■ **Énoncé**
Répondez aux questions suivantes d'après le texte sur les vols à Pompéi, ci-dessous.
1. Quelle est la superficie de la zone non explorée de Pompéi ?
2. Qu'ont mis au jour les carabiniers en juin 2009 ?
3. Combien Pompéi rapporte-t-il chaque année rien qu'en billets d'entrée ?

---------- Texte à lire ----------

Car on vole beaucoup à Pompéi. Le 19 janvier dernier, lors d'une opération anti-Camorra, les carabiniers ont découvert des mosaïques, des ustensiles, des monnaies, cachés en bordure de la zone non explorée de Pompéi, qui s'étend sur 22 hectares et qui regorge de trésors ensevelis. Les malandrins les avaient stockés pour les sortir du site pendant la nuit. En juin 2009, les mêmes carabiniers avaient mis au jour une galerie souterraine qui permettait aux voleurs de transporter rapidement hors du site des amphores, des morceaux de chapiteau, des mortiers, des cornes de cerf, des monnaies et une meule en pierre lavique. En juillet 2001, ils avaient déjà arrêté 29 personnes surprises en train de s'exercer au détecteur de métal pour localiser les œuvres d'art enterrées sous les terre-pleins. Pour convaincre le gouvernement de la nécessité d'augmenter les contrôles et pour dénoncer son désintérêt pour le patrimoine, un journaliste du quotidien napolitain « Il Mattino » a fait une expérience : il a dérobé le 10 novembre à 10 h 27 à la fontana del Vigneto del Triclinio Estivo un fragment de mosaïque qu'il a replacé à 13 heures dans son alvéole. Un jeu d'enfant, a-t-il raconté. Personne ne s'est aperçu de rien. La protection de ce véritable musée à ciel ouvert exigerait donc des investissements. Chose impensable sous Berlusconi, qui a réduit de 0,85% à 0,21% du budget national les sommes consacrées à la culture. «Pour un site si étendu, les ressources sont bien faibles », dit De Caro. Car Pompéi, qui rapporte 20 millions d'euros par an rien qu'en billets d'entrée, se voit amputer de 30% de son budget par le ministère des Biens culturels, qui redistribue la somme à sa guise. Mais, surtout, il faudrait convaincre le même ministère qu'il est aberrant de séparer la gestion de la restauration. « On crée ainsi une dichotomie insurmontable entre celui qui a l'argent et celui qui veut le dépenser. On empêche en fait l'archéologue de trancher en dernière analyse face au comptable », souligne le surintendant Pietro Guzzo.

---------- Extrait de données ----------

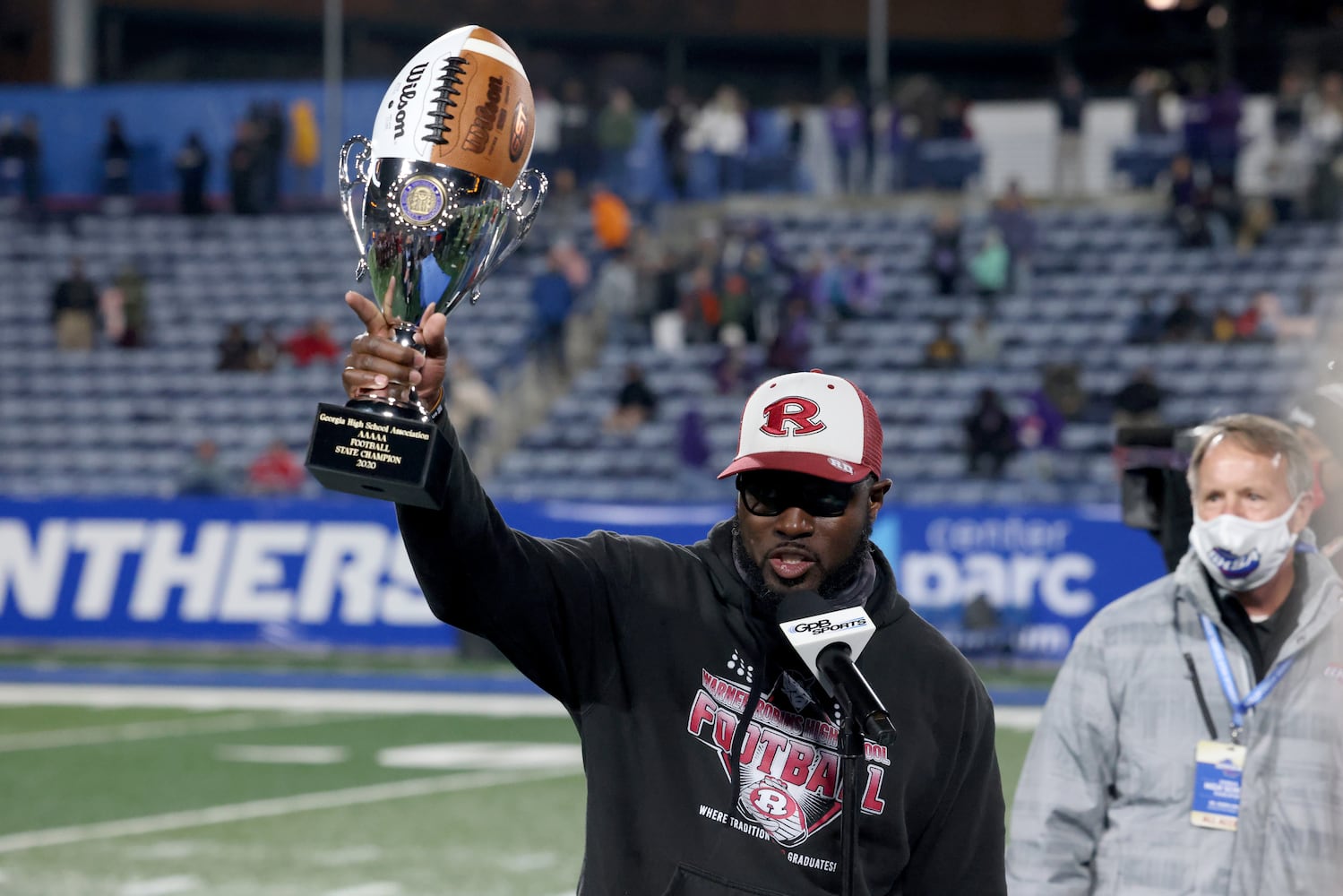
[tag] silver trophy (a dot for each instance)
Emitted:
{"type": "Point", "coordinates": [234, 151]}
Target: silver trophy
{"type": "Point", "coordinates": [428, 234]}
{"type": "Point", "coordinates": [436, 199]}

----------
---------- Extrait de données ----------

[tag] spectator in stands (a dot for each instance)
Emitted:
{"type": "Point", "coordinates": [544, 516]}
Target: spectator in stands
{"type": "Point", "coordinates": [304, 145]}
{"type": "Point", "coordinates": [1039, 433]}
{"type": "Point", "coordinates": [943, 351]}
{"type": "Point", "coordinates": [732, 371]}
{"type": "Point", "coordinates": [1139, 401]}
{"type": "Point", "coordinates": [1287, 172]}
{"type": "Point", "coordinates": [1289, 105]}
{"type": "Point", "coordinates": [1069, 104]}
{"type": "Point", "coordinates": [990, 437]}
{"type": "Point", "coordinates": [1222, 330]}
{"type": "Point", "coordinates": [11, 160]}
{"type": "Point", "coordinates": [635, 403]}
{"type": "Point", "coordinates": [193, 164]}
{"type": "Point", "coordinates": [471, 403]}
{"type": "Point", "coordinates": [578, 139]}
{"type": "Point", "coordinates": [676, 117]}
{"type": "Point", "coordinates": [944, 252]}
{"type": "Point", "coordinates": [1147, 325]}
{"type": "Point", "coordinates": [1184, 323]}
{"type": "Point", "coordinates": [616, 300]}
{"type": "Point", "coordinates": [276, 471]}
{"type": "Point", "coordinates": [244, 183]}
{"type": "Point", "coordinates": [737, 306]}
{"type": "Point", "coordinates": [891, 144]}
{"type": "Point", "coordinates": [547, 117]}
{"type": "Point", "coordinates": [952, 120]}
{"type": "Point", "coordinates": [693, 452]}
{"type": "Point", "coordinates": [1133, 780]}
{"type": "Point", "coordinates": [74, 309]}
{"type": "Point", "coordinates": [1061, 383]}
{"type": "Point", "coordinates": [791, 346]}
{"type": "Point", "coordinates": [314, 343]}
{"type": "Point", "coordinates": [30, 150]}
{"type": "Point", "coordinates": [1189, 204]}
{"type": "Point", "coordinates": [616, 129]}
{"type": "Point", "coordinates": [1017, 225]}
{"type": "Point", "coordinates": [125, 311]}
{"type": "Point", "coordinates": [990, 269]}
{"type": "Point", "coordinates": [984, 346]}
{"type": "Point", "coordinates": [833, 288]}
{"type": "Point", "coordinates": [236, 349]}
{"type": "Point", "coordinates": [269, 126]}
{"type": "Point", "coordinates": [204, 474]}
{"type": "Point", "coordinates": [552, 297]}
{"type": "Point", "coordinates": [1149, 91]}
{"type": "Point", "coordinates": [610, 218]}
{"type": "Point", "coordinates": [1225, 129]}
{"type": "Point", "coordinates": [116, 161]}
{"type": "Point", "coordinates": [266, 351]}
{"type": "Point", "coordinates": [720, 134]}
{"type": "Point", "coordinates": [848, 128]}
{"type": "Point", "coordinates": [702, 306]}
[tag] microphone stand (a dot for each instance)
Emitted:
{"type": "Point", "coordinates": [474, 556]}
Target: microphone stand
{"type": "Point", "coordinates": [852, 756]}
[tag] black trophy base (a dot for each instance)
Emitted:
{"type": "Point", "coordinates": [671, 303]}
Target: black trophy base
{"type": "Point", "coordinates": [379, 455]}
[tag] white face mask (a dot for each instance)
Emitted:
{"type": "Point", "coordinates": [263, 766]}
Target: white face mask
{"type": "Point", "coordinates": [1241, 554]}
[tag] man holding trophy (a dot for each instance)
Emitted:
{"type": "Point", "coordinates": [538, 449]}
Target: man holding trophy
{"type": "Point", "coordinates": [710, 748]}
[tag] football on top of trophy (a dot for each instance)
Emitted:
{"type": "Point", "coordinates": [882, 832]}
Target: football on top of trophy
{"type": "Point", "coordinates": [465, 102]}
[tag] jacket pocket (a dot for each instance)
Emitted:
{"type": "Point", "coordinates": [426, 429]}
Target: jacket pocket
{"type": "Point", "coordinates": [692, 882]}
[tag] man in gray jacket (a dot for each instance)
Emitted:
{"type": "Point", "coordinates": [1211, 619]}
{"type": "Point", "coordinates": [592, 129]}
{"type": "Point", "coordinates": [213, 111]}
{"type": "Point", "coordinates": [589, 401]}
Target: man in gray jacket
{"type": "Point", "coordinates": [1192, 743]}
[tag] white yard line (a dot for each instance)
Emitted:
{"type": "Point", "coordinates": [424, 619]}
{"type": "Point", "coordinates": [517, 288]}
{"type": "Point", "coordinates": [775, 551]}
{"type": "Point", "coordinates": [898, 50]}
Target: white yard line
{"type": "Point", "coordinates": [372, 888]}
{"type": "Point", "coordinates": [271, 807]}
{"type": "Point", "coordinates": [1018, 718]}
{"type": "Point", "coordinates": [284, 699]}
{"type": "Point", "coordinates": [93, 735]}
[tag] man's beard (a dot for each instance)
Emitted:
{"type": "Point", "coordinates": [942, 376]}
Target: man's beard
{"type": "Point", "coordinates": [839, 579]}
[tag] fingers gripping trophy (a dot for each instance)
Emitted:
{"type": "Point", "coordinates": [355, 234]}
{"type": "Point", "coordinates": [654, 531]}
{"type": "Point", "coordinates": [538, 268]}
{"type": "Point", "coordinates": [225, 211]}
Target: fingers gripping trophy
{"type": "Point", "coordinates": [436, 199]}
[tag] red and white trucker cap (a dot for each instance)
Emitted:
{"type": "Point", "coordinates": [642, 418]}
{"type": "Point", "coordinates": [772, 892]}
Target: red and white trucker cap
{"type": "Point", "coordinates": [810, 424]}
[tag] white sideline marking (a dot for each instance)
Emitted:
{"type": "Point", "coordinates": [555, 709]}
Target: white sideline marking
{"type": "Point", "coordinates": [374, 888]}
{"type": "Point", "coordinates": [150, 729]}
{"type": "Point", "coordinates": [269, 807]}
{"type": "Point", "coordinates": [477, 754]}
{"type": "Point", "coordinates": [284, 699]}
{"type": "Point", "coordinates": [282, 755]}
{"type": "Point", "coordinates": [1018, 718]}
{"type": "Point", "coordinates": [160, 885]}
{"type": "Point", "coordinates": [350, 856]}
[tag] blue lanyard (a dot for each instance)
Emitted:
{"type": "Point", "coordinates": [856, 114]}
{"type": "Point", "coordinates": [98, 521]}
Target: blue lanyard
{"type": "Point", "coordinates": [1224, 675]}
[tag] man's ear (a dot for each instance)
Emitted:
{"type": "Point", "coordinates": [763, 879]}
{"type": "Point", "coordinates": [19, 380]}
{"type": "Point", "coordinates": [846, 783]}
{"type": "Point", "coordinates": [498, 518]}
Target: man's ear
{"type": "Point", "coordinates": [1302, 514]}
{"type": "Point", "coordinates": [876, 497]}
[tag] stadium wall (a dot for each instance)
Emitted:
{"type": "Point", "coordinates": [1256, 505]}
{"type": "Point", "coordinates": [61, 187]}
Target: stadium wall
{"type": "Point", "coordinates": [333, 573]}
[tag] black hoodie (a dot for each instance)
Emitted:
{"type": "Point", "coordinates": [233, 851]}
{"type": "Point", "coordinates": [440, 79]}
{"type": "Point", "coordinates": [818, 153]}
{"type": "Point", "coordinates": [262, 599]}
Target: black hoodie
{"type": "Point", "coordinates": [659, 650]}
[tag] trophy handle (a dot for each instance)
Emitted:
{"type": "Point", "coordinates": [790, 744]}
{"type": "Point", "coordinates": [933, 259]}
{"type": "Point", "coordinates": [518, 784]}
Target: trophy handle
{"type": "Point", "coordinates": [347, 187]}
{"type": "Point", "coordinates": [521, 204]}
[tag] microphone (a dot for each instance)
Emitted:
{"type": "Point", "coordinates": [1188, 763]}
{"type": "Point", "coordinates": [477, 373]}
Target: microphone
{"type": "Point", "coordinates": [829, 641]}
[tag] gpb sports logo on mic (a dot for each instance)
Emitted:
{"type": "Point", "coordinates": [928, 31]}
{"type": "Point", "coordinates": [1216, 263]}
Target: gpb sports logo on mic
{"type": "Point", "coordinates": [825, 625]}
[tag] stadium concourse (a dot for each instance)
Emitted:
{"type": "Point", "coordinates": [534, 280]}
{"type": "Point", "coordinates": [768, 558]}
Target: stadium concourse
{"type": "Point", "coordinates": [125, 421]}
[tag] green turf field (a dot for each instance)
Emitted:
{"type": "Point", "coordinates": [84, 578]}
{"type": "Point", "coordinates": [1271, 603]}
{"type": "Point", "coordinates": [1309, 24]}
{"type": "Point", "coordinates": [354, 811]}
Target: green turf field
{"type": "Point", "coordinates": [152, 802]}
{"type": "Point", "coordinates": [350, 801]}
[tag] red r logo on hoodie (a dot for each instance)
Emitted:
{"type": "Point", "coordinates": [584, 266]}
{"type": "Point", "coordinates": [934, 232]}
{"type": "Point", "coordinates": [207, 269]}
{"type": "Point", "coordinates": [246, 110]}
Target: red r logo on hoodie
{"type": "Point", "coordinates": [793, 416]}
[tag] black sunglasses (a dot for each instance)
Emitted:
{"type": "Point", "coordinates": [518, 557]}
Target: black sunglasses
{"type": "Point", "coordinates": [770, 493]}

----------

■ **Corrigé rédigé**
1. Elle s'étend sur 22 hectares.
2. Ils ont mis au jour une galerie souterraine qui permettait aux voleurs de transporter rapidement des objets hors du site.
3. Pompéi rapporte 20 millions d'euros par an.